How often do you leave a fiction movie wondering where those characters are now? It’s a far more common question asked with nonfiction film, especially during filmmaker Q&As, yet we get far fewer sequels to documentaries than we do narrative features. The practice of producing doc follow-ups is increasing, however. Not anywhere close to the level Hollywood is outputting (at the start of this year, Box Office Mojo counted a record 27, which didn’t even include docs), but in 2011 we’ll have seen the following new nonfiction sequels:
Revenge of the Electric Car, Chris Paine’s much-improved follow-up to his 2006 auto industry investigation, Who Killed the Electric Car? The sequel, which focuses on carmakers this time rather than owners, premiered at Tribeca in April and will open theatrically October 21.
Position Among the Stars, Leonard Retel Helmrich’s final installment in a trilogy about an Indonesian family, previously documented in 2001’s The Eye of the Day and 2004’s Shape of the Moon. The latest won big at both IDFA and Sundance (and has picked up many other fest awards), a repeat of Shape’s accolades. A fall release date is to be announced.
Granito: How to Nail a Dictator, Pamela Yates' return, more than 25 years later, to the subject of her first doc, When the Mountains Tremble. Raw footage from that film, about the 1982 Guatemalan genocide, is being used as evidence today, so Yates decided to reflectively and reflexively follow the latest proceedings. It premiered at Sundance.

┄┄┄┄┄┄

To do
1. According to the passage on documentary sequels, on what date will Revenge of the Electric Car open theatrically?
2. Pick up the passage on documentary sequels after its final sentence and continue it.
The material placed after the passage on documentary sequels stands apart from it.

┄┄┄┄┄┄

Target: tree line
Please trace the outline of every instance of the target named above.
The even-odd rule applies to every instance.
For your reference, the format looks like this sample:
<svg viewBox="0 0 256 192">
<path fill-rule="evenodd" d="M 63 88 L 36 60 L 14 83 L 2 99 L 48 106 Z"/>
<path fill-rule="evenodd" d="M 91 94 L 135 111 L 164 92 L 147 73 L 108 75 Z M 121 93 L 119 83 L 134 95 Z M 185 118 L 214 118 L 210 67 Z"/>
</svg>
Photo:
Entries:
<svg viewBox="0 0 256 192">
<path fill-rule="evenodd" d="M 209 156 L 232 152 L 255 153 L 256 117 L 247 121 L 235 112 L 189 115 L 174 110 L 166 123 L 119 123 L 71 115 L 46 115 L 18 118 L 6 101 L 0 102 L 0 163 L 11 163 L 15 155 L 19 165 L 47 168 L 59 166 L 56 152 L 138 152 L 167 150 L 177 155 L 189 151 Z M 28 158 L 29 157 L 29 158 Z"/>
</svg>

┄┄┄┄┄┄

Answers to the tasks
1. October 21.

2.
Walk Away Renee, Jonathan Couette’s continued mix of self-portrait and a profile of his mentally-ill mother, begun with 2003’s low-budget smash hit Tarnation. The new film premiered at Cannes in May but is being completely reworked for a late 2011 release via Sundance Selects.
Paradise Lost 3: Purgatory, Joe Berlinger and Bruce Sinofsky’s return to the case of the “West Memphis 3,” whose trial for murder and sexual molestation was first followed in the 1996 original, Paradise Lost: The Child Murders at Robin Hood Hills. The second installment, Paradise Lost 2: Revelations, was released in 2000. This third will debut at the Toronto International Film Festival next month.
Samsara, another meditative, narrative-less 70mm doc from Ron Fricke (cinematographer on Koyaanisqatsi, itself a sequel-spawner) and Mark Magidson. It is being labeled a sequel to their 1992 doc, Baraka, because it expands on that film’s themes. This will also premiere at Toronto.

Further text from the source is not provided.